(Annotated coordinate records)

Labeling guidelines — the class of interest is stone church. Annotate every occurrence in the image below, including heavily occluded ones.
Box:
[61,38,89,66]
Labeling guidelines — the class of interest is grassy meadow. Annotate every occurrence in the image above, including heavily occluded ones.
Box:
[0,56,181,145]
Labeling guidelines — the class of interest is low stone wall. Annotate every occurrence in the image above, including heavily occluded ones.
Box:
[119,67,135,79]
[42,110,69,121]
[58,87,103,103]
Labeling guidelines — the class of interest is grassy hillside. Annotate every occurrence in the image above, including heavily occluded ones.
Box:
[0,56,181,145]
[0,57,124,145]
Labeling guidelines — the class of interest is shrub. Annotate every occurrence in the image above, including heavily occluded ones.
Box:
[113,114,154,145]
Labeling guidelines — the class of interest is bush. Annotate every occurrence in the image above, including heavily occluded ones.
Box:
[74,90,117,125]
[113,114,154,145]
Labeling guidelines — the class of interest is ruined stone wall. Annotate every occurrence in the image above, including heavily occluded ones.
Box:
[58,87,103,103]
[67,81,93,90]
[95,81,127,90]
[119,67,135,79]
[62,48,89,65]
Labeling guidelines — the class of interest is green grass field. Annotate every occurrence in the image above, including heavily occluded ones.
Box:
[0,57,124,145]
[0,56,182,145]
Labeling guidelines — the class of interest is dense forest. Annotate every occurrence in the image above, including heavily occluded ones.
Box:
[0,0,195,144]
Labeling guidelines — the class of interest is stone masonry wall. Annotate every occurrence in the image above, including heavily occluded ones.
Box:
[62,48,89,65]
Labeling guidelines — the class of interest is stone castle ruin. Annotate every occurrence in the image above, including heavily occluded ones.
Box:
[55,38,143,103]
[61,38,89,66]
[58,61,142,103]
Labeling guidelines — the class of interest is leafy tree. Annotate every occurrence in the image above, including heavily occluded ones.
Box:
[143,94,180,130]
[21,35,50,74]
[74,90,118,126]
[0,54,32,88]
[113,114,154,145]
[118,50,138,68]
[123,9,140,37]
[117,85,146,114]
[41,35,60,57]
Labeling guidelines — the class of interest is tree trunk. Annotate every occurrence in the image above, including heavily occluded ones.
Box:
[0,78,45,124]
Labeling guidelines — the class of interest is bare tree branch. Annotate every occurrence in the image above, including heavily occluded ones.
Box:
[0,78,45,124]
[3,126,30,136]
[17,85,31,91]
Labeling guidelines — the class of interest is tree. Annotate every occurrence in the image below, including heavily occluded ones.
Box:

* Problem details *
Reproduce each of the items above word for word, keeping every line and every set of coordinates unchanged.

* The completed task *
Labeling guidelines — the class of interest is stone church. Annotate every occurrence in the image below, including heavily occluded ones.
Box:
[61,38,89,66]
Labeling guidelines — the class of interest is grassy meadow. Annotate every occurrence in the image above, including heavily occluded ones.
Box:
[0,56,181,145]
Labeling guidelines — the class of interest is low stone wall. Annotate every occurrence in the image above, including heavily occluded ones.
Box:
[119,67,135,79]
[42,110,69,121]
[58,87,103,103]
Labeling guidelines — the class of interest is grassy hillside. Annotate every occurrence in the image above, including heavily occluded ones.
Box:
[0,56,181,145]
[0,57,124,145]
Labeling guidelines — the class of interest is shrub. Annotate every occurrence in the image above, including heavily occluded ones.
Box:
[113,114,154,145]
Labeling guidelines — the class of interest is bush. Annotate every occurrence in the image above, including heavily occluded ones.
Box:
[74,90,117,125]
[113,114,154,145]
Labeling guidelines — the class of interest is ruined stone wall. Annotate every occurrence in the image above, including heavily occluded ones.
Box:
[58,87,103,103]
[67,81,93,90]
[95,81,127,90]
[119,67,135,79]
[62,48,89,65]
Labeling guidelines — the class of interest is green grass field. Annotate every occurrence in the image above, including heavily occluded ones.
Box:
[0,57,124,145]
[0,56,182,145]
Labeling guidelines — the class of interest is dense forest. Annotate every occurrence in the image above, including heavily occluded ones.
Box:
[0,0,195,144]
Labeling guidelines — the class of interest is stone masonry wall. Annotate every occurrence in the image above, including heavily occluded ones.
Box:
[62,48,89,65]
Labeling guidelines — the class of interest is stone castle ruin. Annotate every occurrence in the image above, including heavily occluded ones.
Box:
[55,38,143,103]
[61,38,89,66]
[58,61,142,103]
Labeling guidelines — the class of interest is leafy tree. Annotate every occurrence in the image above, including heavily occluded ones.
Box:
[143,94,180,130]
[21,35,50,74]
[74,90,118,126]
[0,54,32,88]
[113,114,154,145]
[118,50,138,68]
[123,9,140,37]
[117,85,146,114]
[41,35,60,57]
Labeling guidelines — the class of interest is tree trunk. Annotate every occurrence in the image above, including heavily occluded ones.
Box:
[0,78,45,124]
Labeling guidelines — the class of interest is bare tree branch. Annotate every occurrence in the image above, including heavily occluded ones.
Box:
[0,78,45,124]
[3,126,30,136]
[17,85,31,91]
Labeling guidelines — the class of interest is tree. Annotate every occurrence in the image below, including heavily occluded ones.
Box:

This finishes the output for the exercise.